**EXTRACT PROVIDED**
The chefs' panel discussion included (in order of the dishes they presented):
Ravi Kapur of Boulevard, a Michelin-starred California cuisine restaurant in downtown San Francisco
Staffan Terje, known for his innovative yet comforting northern Italian cuisine at San Francisco's Perbacco
Bruce Hill of Bix, a San Francisco restaurant known for modern versions of classic American dishes
Paul Canales of Oliveto, an Italian-focused restaurant in Oakland known for producing his own cured meats
Shotaro Kamio of Yoshi's, a jazz club and sushi restaurant with branches in San Francisco and Oakland that's known for innovative takes on Japanese cuisine

The five chefs took a tour of Sendai earlier this year, along with a visit to Tokyo, where they said they ate only street food.

**EXERCISE DIRECTIONS**
Duplicate the entire passage on the chefs' panel, word for word.

[Collected data entries]
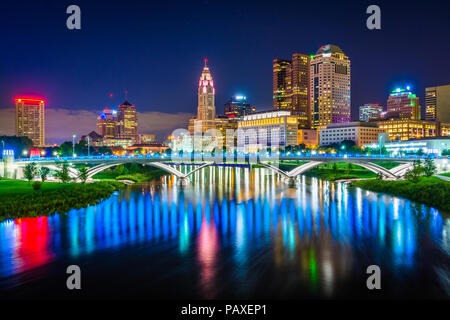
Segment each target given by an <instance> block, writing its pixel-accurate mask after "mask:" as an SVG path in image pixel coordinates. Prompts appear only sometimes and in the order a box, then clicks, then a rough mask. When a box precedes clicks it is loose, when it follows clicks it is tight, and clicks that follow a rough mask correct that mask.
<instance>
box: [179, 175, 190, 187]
mask: <svg viewBox="0 0 450 320" xmlns="http://www.w3.org/2000/svg"><path fill="white" fill-rule="evenodd" d="M189 182H190V181H189V178H185V177H178V178H177V185H178V186H179V187H181V188H186V187H187V186H189Z"/></svg>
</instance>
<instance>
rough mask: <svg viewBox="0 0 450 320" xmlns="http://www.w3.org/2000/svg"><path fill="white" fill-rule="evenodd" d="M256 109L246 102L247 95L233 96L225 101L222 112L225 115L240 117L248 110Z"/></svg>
mask: <svg viewBox="0 0 450 320" xmlns="http://www.w3.org/2000/svg"><path fill="white" fill-rule="evenodd" d="M254 111H256V108H255V107H253V106H252V105H250V103H248V102H247V97H244V96H234V97H232V98H231V99H230V100H228V101H227V103H225V106H224V113H225V115H226V116H227V117H236V118H239V117H242V116H244V115H246V114H249V113H250V112H254Z"/></svg>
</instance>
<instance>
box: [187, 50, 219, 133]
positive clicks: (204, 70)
mask: <svg viewBox="0 0 450 320" xmlns="http://www.w3.org/2000/svg"><path fill="white" fill-rule="evenodd" d="M207 62H208V59H205V66H204V67H203V70H202V74H201V75H200V80H199V82H198V106H197V117H196V118H192V119H191V120H190V121H189V131H190V132H191V133H192V132H194V126H200V125H201V128H202V130H201V131H202V132H205V131H206V130H208V129H214V128H215V120H216V107H215V105H214V96H215V94H216V89H214V81H213V78H212V75H211V71H210V70H209V67H208V66H207V65H206V63H207Z"/></svg>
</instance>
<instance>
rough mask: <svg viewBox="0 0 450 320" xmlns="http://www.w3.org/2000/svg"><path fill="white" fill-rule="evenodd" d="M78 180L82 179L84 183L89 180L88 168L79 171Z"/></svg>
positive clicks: (82, 181)
mask: <svg viewBox="0 0 450 320" xmlns="http://www.w3.org/2000/svg"><path fill="white" fill-rule="evenodd" d="M78 179H80V180H81V181H82V182H83V183H86V180H87V179H88V168H86V167H82V168H80V170H79V174H78Z"/></svg>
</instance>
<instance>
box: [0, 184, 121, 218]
mask: <svg viewBox="0 0 450 320" xmlns="http://www.w3.org/2000/svg"><path fill="white" fill-rule="evenodd" d="M122 186H123V184H122V183H120V182H117V181H102V182H94V183H86V184H81V183H66V184H63V183H58V182H44V183H43V184H42V186H41V188H40V189H39V190H34V189H33V187H32V184H30V183H28V182H27V181H21V180H4V179H2V180H0V221H1V220H4V219H15V218H23V217H36V216H42V215H48V214H53V213H55V212H59V213H63V212H67V211H70V210H71V209H74V208H75V209H80V208H84V207H87V206H89V205H95V204H98V203H99V202H100V201H102V200H104V199H107V198H109V197H110V196H111V194H112V193H113V192H114V191H115V190H118V189H120V188H121V187H122Z"/></svg>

**FINISHED TASK**
The chefs' panel discussion included (in order of the dishes they presented):
Ravi Kapur of Boulevard, a Michelin-starred California cuisine restaurant in downtown San Francisco
Staffan Terje, known for his innovative yet comforting northern Italian cuisine at San Francisco's Perbacco
Bruce Hill of Bix, a San Francisco restaurant known for modern versions of classic American dishes
Paul Canales of Oliveto, an Italian-focused restaurant in Oakland known for producing his own cured meats
Shotaro Kamio of Yoshi's, a jazz club and sushi restaurant with branches in San Francisco and Oakland that's known for innovative takes on Japanese cuisine

The five chefs took a tour of Sendai earlier this year, along with a visit to Tokyo, where they said they ate only street food.